For many years, alternative dispute resolution (ADR) has been used to describe arbitration, conciliation and mediation as alternatives to litigation. The idea behind calling these methods of dispute resolution “alternate”, is that litigation has been, and will always be the primary mode of dispute resolution. However, in the last one decade, we have seen a paradigm shift in this approach. Young lawyers, general counsel, micro, small and medium enterprises (MSMEs) as well as companies are moving away from protracted litigation and accepting ADR as primary modes of dispute resolution. Litigation is a time-consuming and costly affair. Pursuing a case in court may result in loss of time, efforts and money whereas resolving a dispute by ADR can be quicker and cheaper. Another reason why ADR gained popularity is perhaps the dissatisfaction created by the litigation process. However, it cannot be denied that formal adjudication system will always be there as there will always be certain disputes that can only be resolved through it. Barring such disputes, all other disputes that one can resolve without burdening the court system, can be efficaciously resolved through ADR.
Over the last decade, ADR has gained traction in India. Both legislative framework as well as judicial precedents have aimed at promoting ADR as a preferred mode of dispute resolution rather than a mere substitute or alternative to the formal judicial system. In particular, the Arbitration and Conciliation Act, 1996 (Arbitration Act) has been amended time and again with the view of keeping at par with other legal regimes and making India an arbitration-friendly jurisdiction. This has been buttressed by the Indian judiciary which has also actively adopted and recommended a minimal intervention approach, such that confidence is instilled in the arbitral process, amongst parties.

| TASKS AND EXERCISES |
1. Answer these from the passage on alternative dispute resolution:
(a) How does the passage describe litigation?
(b) Which act has been amended time and again?
(c) What approach has the Indian judiciary adopted and recommended?
2. Reproduce word for word everything in the passage on alternative dispute resolution from "Over the last" down to "process, amongst parties.".
Rely on nothing but the passage on alternative dispute resolution.

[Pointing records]
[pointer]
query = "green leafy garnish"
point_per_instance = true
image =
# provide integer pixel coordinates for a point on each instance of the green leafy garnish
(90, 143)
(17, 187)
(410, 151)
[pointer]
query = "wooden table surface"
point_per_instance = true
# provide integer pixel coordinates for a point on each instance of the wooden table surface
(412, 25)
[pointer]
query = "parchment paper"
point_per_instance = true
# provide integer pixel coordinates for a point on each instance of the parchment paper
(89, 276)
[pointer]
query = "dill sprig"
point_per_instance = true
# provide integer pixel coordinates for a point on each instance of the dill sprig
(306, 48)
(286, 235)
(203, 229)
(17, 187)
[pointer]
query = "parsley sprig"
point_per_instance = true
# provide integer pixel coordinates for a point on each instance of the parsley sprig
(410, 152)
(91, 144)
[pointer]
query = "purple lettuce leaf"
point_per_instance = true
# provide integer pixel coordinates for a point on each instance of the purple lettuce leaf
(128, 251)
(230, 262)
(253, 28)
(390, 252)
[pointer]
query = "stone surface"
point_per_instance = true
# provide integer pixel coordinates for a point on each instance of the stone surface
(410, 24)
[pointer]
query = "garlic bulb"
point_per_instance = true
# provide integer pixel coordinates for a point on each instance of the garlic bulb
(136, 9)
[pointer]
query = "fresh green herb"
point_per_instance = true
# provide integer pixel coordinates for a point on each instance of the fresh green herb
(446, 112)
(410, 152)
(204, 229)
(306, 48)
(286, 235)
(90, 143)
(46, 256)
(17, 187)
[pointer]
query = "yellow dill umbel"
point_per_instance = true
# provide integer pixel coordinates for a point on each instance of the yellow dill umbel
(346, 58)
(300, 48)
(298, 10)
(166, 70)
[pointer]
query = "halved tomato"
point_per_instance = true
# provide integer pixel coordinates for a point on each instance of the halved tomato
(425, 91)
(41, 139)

| EXPECTED RESPONSES |
1.
(a) A time-consuming and costly affair.
(b) The Arbitration and Conciliation Act, 1996.
(c) A minimal intervention approach.

2.
Over the last decade, ADR has gained traction in India. Both legislative framework as well as judicial precedents have aimed at promoting ADR as a preferred mode of dispute resolution rather than a mere substitute or alternative to the formal judicial system. In particular, the Arbitration and Conciliation Act, 1996 (Arbitration Act) has been amended time and again with the view of keeping at par with other legal regimes and making India an arbitration-friendly jurisdiction. This has been buttressed by the Indian judiciary which has also actively adopted and recommended a minimal intervention approach, such that confidence is instilled in the arbitral process, amongst parties.